### SHORT PROBLEM 1
In the forum thread about picking an engineering branch, write out the passage from "IT is more general--you" to "mitraark (Jul 27, 2013)" again, putting "web development" in place of "networking".
### SHORT PROBLEM 2
Pick up the forum thread about choosing between computer science and information technology at the point where it stops, and keep it going.

### TEXT EXCERPT
# Help me in choosing suitabe branch for engineering



## Runjesh (Jul 27, 2013)

hello everyone,

i am really confused in between computer science and information  technology.let me tell you about my qualification i am having certificate in CEH(Certified ethical hacking),CHNA(Computer Hardware & Networking Administration),learned website designing too and know every basic thing about all comman programming languages .

also i read about India's New Cyber Security Policy will that bring more jobs ?


India launches policy to secure cyber space | Business Standard


----------



## Nerevarine (Jul 27, 2013)

Go for CSE, much better than IT..
I believe IT isnt even a core subject


----------



## Runjesh (Jul 27, 2013)

Nerevarine said:


> Go for CSE, much better than IT..
> I believe IT isnt even a core subject



But One Advisor  Told Me This

IT is more general--you would be exposed to networking, system administration, and programming/databases. CS is usually just programming and a lot of math.


----------



## mitraark (Jul 27, 2013)

Go for CSE. IT is almost same subjects in 8 sems, but CSE people get preferences as they tend to have better rank and are also eligible in a few places where IT isn't allowed.

Core/Non Core isn't really a classification which concern recruiters. They take according to your dept./specialization. 

Although IT in a better college should be preferred over CSE in a not so good college.


----------



## Runjesh (Jul 27, 2013)

### DATASET EXTRACT
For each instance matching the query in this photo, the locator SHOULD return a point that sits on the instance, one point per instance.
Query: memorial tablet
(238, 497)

==

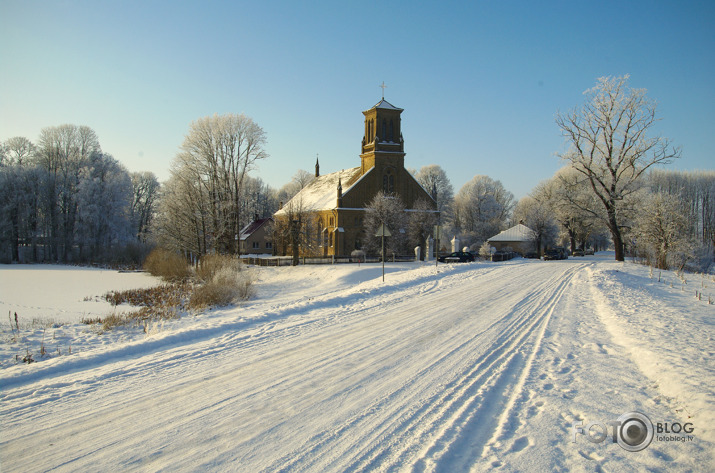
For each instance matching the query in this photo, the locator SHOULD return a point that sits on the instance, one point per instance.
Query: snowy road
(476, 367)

* * *

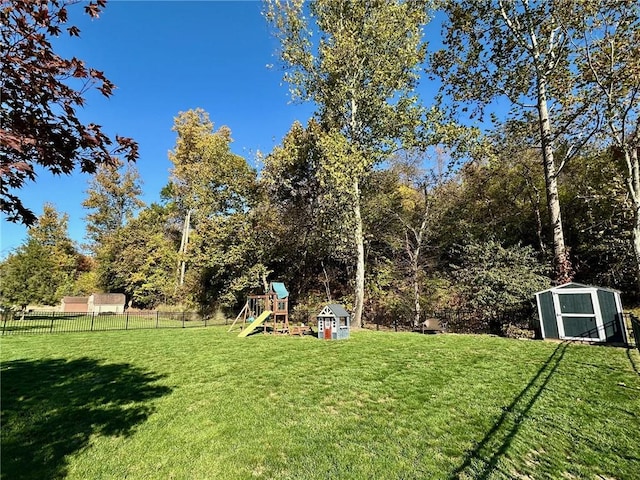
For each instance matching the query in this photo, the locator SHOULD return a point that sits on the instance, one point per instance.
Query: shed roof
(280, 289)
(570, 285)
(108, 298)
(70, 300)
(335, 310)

### EXERCISE RESPONSE 1
IT is more general--you would be exposed to web development, system administration, and programming/databases. CS is usually just programming and a lot of math.


----------



## mitraark (Jul 27, 2013)

### EXERCISE RESPONSE 2
mitraark said:


> Go for CSE. IT is almost same subjects in 8 sems, but CSE people get preferences as they tend to have better rank and are also eligible in a few places where IT isn't allowed.
> 
> Core/Non Core isn't really a classification which concern recruiters. They take according to your dept./specialization.
> 
> Although IT in a better college should be preferred over CSE in a not so good college.



Well Thanks But i am not interested in programming ? so i should go for CSE or IT ?


----------



## Vignesh B (Jul 27, 2013)

^^ You'll have to go through programming whether it is CSE or IT.
Both of them are mostly similar except that in IT you would need to study some management stuff too. 
For your second question mitraark has already answered. If you're getting IT in a college which is much better than the college where you can get CSE, then go for IT, otherwise stick to CSE.


----------



## krishnalimishra (Jun 18, 2016)

Mine was CSE and now there are lots of IT firms and plenty of opportunities. So go for Computer Science and Engg.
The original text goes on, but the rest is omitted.